▸ **TEXTE SOURCE**:
* * * * * * *

PROVERBES ET MAXIMES


Il y a des vérités tellement précises et si complètement exactes qu’elles s’expriment sous une forme qui leur est propre, pour être distinguées de ce qu’on est convenu d’appeler une pensée. Ces vérités sont reconnues vraies par tout le monde, elles sont proverbiales.

Les proverbes sont, dit-on, la sagesse des nations. Ils ont ce privilège assez unique de n’être pas contestés. Un proverbe ne se modifie pas, ne change jamais, est toujours vieux et toujours jeune : ils sont tous immortels. J’ai été curieux de connaître les proverbes des Occidentaux et de chercher quels sont ceux qui ont de l'analogie avec les nôtres. Outre que c'était une étude dont je savais retirer d'avance un grand profit, car les proverbes sont écrits dans une langue simple et juste, je m'insinuais de cette manière dans le fond même des choses, et je faisais la connaissance des mœurs. J'ai été ravi de constater que, sous bon nombre d'aperçus, des pays qui sont diamétralement opposés s'entendent à merveille pour dépeindre tous les caprices, toutes les fantaisies, toutes les bizarreries de cet être étrange qu'on appelle l'homme, si divers, si multiple, mais qui prouve cependant qu'il est susceptible d'être constant... dans ses travers.

C'est le bon sens qui donne à un proverbe son estampille. Cela ne paraît pas cherché : c'est une vérité vraie. Les proverbes français m'ont paru être de bons gros bourgeois, et non des élégants. Ils parlent dans une langue correcte, concise, sans apprêts, et le plus souvent sur un ton familier et de bonhomie : ce sont des pensées de grand’mères. Ils sont plus souvent de bonne humeur que tristes.

Chez nous, au contraire, nous donnons quelquefois à nos proverbes des robes brodées, et ils se rapprochent davantage des vérités philosophiques qui inquiètent l’esprit humain. Nous sommes en cela des Orientaux, et l’Orient a toujours vu fleurir la comparaison, cherchant son bien là ou il le trouve, c’est-à-dire dans la nature, un livre qui en vaut un autre.

* * * * * * *

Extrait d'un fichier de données
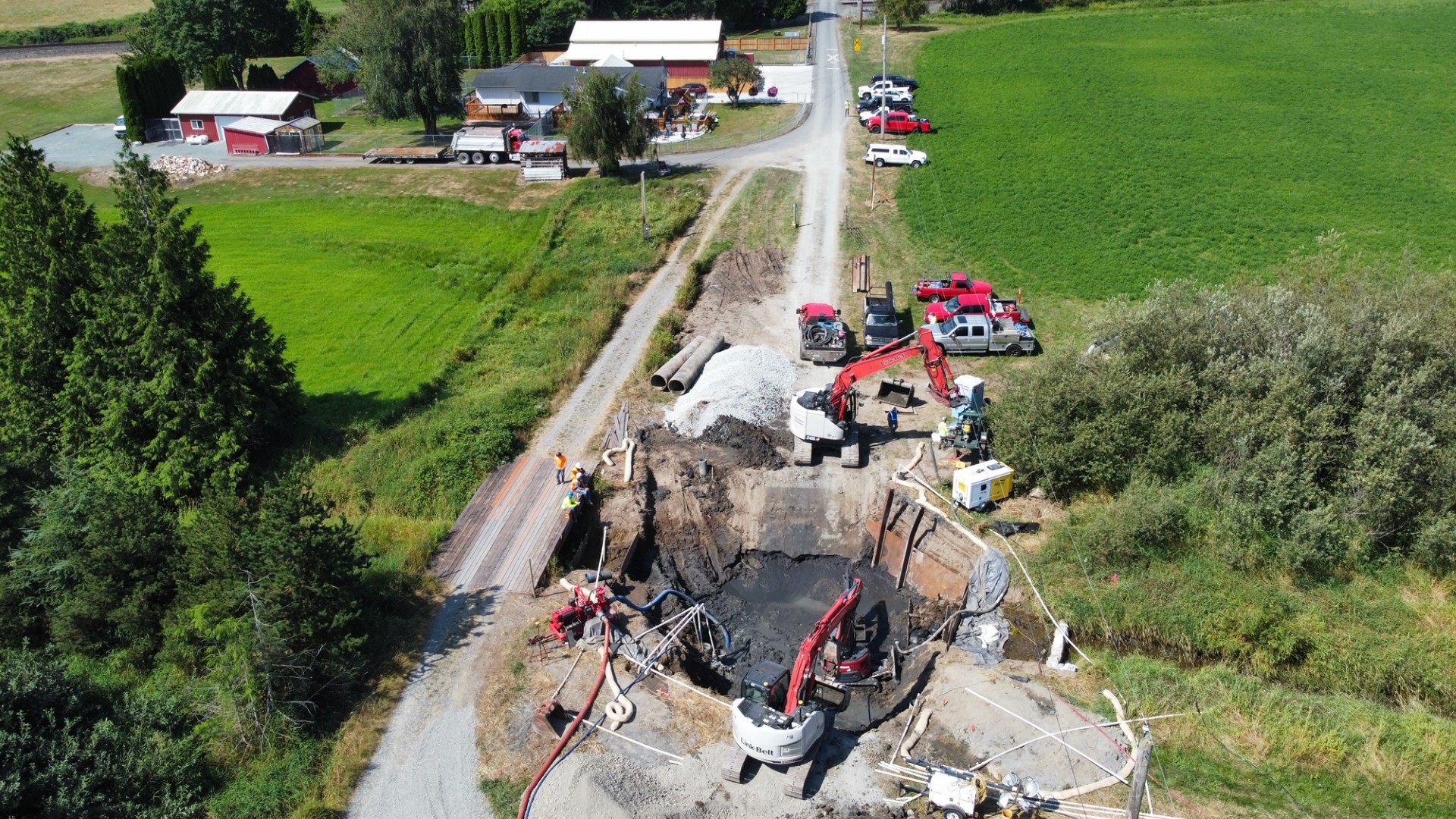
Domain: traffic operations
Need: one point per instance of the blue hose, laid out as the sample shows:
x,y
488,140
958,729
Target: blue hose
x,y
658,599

* * * * * * *

▸ **CONSIGNES DE TRAVAIL**:
1/ Dans le texte sur les proverbes, reprenez le passage qui s'ouvre sur les mots contenant « Chez nous, au » et se clôt sur « vaut un autre. », en y remplaçant « robes brodées » par « vêtements ornés ».
2/ Condensez sous forme de liste le paragraphe du texte sur les proverbes qui commence par « C'est le bon sens qui donne », en conservant ses faits principaux.
Les entrées forment un matériau indépendant du texte.

▸ **RÉPONSES ATTENDUES**:
1/
Chez nous, au contraire, nous donnons quelquefois à nos proverbes des vêtements ornés, et ils se rapprochent davantage des vérités philosophiques qui inquiètent l’esprit humain. Nous sommes en cela des Orientaux, et l’Orient a toujours vu fleurir la comparaison, cherchant son bien là ou il le trouve, c’est-à-dire dans la nature, un livre qui en vaut un autre.

2/
- Le bon sens donne au proverbe son estampille ; il ne paraît pas cherché et exprime une vérité vraie.
- Les proverbes français ressemblent à de bons gros bourgeois plutôt qu'à des élégants.
- Leur langue est correcte, concise et sans apprêts, le plus souvent sur un ton familier et de bonhomie.
- Ce sont des pensées de grand-mères.
- Ils sont plus souvent de bonne humeur que tristes.